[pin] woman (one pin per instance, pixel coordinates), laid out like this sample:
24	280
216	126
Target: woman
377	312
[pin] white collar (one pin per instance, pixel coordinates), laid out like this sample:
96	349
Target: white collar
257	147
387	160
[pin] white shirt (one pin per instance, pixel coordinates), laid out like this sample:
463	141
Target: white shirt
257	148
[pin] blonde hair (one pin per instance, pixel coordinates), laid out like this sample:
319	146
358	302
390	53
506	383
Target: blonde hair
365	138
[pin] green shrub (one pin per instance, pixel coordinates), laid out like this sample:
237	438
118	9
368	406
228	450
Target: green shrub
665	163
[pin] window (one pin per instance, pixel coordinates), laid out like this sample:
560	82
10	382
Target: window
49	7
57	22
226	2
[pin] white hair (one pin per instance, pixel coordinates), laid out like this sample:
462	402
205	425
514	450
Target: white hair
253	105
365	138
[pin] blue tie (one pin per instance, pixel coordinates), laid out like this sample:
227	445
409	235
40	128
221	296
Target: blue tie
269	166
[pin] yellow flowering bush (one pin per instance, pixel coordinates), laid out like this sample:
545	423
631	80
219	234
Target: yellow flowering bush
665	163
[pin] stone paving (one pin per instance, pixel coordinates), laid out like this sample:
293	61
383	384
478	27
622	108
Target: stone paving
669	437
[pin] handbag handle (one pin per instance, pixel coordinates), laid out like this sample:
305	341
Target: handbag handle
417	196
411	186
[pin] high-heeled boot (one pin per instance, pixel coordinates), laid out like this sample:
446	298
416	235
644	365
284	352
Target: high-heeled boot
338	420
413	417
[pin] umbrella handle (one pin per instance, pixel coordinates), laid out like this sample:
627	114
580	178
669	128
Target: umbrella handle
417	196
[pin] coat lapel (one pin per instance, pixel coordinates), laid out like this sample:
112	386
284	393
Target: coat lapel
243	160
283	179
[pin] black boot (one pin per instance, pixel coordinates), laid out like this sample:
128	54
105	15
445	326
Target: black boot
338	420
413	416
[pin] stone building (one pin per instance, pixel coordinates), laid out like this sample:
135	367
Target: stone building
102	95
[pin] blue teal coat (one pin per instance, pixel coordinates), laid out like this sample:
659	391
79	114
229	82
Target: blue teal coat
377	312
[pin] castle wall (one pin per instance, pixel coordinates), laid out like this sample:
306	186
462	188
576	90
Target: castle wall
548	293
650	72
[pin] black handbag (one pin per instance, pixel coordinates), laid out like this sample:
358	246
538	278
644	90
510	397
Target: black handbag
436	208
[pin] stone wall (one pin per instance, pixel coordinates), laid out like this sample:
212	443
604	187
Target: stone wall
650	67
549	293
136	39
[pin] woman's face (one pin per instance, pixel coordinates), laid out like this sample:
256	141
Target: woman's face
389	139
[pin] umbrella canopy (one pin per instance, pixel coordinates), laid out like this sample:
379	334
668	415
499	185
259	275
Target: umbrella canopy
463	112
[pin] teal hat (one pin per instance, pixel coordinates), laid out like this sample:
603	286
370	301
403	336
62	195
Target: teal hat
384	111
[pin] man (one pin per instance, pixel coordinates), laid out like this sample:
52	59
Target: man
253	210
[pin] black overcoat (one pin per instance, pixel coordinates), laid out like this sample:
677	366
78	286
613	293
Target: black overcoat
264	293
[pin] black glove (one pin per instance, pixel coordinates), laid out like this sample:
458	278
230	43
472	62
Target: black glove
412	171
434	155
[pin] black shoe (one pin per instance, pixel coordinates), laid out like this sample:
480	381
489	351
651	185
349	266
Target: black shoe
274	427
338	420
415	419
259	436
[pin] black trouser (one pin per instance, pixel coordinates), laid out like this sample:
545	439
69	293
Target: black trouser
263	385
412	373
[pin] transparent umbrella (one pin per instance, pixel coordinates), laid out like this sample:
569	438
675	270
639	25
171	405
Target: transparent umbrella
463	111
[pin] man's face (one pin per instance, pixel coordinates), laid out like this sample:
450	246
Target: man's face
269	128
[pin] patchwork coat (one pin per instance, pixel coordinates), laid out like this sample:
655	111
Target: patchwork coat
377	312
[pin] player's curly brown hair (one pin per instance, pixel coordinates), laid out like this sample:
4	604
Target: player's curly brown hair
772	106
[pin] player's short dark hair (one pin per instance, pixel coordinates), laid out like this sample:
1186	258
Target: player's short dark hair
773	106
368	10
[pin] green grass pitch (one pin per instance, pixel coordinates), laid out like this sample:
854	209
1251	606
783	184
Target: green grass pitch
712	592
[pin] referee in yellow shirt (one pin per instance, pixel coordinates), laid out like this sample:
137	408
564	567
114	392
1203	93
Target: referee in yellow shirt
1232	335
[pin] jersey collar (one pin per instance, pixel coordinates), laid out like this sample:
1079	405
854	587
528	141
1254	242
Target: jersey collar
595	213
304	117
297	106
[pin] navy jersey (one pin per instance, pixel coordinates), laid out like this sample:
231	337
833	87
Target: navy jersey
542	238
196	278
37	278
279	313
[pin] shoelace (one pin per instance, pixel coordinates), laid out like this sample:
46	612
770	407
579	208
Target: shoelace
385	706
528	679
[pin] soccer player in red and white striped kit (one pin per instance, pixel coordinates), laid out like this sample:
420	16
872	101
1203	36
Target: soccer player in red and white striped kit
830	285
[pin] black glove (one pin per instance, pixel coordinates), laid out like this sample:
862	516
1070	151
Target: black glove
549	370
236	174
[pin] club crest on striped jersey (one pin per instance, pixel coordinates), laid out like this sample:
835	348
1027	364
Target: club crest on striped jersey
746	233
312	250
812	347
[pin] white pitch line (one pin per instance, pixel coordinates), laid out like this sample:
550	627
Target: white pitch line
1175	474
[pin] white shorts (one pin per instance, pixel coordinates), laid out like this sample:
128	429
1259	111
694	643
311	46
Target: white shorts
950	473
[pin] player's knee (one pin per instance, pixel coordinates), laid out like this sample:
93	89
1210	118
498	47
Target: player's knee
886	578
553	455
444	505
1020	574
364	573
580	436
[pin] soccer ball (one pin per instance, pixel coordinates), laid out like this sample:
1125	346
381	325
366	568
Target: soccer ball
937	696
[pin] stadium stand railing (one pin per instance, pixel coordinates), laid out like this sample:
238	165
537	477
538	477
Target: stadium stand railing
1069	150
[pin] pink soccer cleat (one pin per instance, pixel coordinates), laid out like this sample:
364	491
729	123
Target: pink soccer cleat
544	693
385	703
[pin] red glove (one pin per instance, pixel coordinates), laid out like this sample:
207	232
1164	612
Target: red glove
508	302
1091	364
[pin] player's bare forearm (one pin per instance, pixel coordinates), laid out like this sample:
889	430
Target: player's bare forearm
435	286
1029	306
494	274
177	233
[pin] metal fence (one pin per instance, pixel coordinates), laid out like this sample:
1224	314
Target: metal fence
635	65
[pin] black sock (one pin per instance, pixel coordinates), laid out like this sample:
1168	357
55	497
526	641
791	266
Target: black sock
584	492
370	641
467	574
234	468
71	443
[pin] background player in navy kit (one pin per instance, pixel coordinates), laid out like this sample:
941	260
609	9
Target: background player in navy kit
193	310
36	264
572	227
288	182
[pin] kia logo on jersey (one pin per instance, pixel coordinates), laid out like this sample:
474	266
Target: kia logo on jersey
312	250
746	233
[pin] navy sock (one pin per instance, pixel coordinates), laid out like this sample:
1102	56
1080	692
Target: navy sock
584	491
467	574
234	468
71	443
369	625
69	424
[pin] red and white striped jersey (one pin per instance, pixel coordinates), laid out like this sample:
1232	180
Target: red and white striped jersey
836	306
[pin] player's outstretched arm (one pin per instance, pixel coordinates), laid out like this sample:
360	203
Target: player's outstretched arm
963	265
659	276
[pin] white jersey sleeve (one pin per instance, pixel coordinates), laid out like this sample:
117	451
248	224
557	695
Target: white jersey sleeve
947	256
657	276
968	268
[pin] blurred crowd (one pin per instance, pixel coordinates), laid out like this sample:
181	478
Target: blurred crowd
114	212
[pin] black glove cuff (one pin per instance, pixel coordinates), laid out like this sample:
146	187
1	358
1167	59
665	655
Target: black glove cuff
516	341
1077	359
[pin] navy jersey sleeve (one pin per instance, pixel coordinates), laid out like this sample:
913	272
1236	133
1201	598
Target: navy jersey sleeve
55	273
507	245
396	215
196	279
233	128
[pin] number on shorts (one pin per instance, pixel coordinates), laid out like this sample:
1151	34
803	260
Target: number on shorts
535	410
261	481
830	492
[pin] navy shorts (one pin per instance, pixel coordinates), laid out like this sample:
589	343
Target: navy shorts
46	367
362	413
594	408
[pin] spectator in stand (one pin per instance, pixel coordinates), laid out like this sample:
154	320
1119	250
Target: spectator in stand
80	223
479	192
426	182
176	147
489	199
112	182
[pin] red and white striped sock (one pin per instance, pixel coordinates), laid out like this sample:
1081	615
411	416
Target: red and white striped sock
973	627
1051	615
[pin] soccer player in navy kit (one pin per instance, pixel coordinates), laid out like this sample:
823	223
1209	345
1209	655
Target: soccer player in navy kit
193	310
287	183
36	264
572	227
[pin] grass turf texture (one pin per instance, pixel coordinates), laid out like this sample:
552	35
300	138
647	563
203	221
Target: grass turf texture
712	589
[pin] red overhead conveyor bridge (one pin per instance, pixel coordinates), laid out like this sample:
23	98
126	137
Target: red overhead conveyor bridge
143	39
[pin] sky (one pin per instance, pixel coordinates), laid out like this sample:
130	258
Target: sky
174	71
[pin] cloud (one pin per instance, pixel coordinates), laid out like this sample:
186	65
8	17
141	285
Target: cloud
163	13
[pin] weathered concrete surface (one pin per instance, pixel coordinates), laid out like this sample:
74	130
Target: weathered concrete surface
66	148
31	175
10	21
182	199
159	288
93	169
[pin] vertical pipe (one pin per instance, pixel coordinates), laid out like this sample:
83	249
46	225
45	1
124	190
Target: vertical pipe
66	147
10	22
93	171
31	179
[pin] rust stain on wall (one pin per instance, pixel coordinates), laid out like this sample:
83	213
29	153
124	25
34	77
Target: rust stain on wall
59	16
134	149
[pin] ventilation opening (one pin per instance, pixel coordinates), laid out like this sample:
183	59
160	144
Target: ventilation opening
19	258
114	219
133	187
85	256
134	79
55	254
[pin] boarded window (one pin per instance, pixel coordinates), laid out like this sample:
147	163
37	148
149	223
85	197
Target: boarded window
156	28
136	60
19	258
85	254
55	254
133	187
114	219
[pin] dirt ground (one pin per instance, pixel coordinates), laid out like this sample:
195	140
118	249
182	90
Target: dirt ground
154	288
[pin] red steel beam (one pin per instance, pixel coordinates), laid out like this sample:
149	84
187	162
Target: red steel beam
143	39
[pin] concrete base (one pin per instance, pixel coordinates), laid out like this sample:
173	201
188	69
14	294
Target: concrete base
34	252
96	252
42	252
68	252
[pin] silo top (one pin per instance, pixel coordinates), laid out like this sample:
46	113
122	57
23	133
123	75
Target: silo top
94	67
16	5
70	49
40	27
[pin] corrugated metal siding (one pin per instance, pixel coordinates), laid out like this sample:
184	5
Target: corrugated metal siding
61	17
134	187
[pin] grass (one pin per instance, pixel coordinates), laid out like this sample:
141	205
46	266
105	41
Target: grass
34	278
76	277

> _Exercise description_:
Above are the records; repeat exactly the lines from the one holding "Target: kia logo on jersey" down to the one holding "[pin] navy shorts", end lines included.

> _Response to this exercise_:
Target: kia logo on jersey
312	250
746	233
[pin] navy sock (one pin per instance, pixel coordinates), laid out like this sample:
1102	56
1080	692
Target: navy sock
584	491
467	574
234	468
71	443
369	625
69	424
[pin] red and white striped jersey (one pin per instance, pixel coordinates), laid out like this sample:
1232	180
Target: red and white striped jersey
836	306
[pin] player's outstretched arm (one pin per instance, pixel coordinates), laid out like this sample:
360	203
Target: player's outstretched arm
963	265
659	276
[pin] white jersey sleeve (one pin per instance, pixel coordinates), laid out like this sample:
117	451
248	224
557	695
Target: white jersey sleeve
947	256
657	276
968	268
[pin] blurred crowd (one pin per instance, pixel coordinates), laid out like this sample:
181	478
Target: blurred crowd
114	212
[pin] black glove cuff (one pin per instance, pixel coordinates), laid out like this sample:
146	187
1	358
1167	59
665	655
Target: black glove cuff
516	341
1077	359
[pin] navy jersey sleeve (one pin per instance, pixel coordinates), laid out like this sample:
913	272
1236	133
1201	598
Target: navy jersey sleeve
55	273
507	245
396	215
196	279
233	128
[pin] number on shorts (one pin per instance, pixel coordinates), laid out like this sample:
1151	34
803	260
Target: number on shorts
535	410
261	481
830	492
[pin] navy shorts (one pin per instance, pixel coordinates), laid out like this sample:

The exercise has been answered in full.